- _Prompt_: Print verbatim the lines of the entries from the one containing "I would appreciate it if you could identify the longtail" to the last, inclusive, and no others.

(Point localization data)
#####

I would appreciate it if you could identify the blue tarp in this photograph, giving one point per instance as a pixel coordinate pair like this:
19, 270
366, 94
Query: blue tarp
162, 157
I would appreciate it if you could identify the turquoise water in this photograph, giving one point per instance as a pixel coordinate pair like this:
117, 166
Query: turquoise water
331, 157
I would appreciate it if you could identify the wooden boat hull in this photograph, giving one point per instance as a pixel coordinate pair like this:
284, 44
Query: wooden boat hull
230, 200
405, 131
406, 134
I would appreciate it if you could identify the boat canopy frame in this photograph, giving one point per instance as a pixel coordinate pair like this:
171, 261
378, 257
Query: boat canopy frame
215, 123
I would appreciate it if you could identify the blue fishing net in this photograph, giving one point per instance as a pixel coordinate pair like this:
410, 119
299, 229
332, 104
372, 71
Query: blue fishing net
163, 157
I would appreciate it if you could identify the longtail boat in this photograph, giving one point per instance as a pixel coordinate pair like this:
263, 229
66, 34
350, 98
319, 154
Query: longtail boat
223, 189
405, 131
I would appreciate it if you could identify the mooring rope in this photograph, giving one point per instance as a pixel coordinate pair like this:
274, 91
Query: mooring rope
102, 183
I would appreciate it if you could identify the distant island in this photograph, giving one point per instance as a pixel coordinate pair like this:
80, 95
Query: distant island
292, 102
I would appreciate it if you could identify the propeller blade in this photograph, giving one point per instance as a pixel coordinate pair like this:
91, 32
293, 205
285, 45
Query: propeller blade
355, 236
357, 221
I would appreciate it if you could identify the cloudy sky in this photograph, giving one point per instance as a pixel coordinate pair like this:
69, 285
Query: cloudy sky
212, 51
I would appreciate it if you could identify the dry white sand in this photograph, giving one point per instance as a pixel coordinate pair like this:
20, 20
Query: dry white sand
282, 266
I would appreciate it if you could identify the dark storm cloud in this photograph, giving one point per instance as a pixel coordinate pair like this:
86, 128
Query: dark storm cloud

#####

- _Exercise output_:
I would appreciate it if you could identify the longtail boat in this photograph, giving one point per instance as a pixel coordinate pair like this:
263, 229
66, 34
350, 98
319, 154
Query: longtail boat
223, 189
405, 131
I would appreciate it if you could identify the mooring rope in this photograph, giving one point per instance as a pixel coordinate pair like this:
274, 91
Query: mooring rope
102, 183
I would appreciate it if you could identify the distant island in this photograph, giving one point per instance as a pixel coordinate pair like this:
80, 95
Query: distant island
292, 102
I would appreciate it if you could identify the propeller blade in this photograph, giving one point per instance as a pixel coordinate pair like this:
91, 32
293, 205
285, 45
Query: propeller blade
355, 236
357, 221
I would appreciate it if you could identify the cloudy sky in this photograph, giving one point per instance as a pixel coordinate pair like this:
69, 285
Query: cloudy sky
212, 51
I would appreciate it if you could identify the dry white sand in this photograph, giving one point per instance as a pixel coordinate pair like this:
20, 20
Query: dry white sand
282, 266
I would appreciate it if you could identify the dark storm cloud in this photograph, giving one point per instance as a pixel coordinate pair like this:
86, 128
Query: dark storm cloud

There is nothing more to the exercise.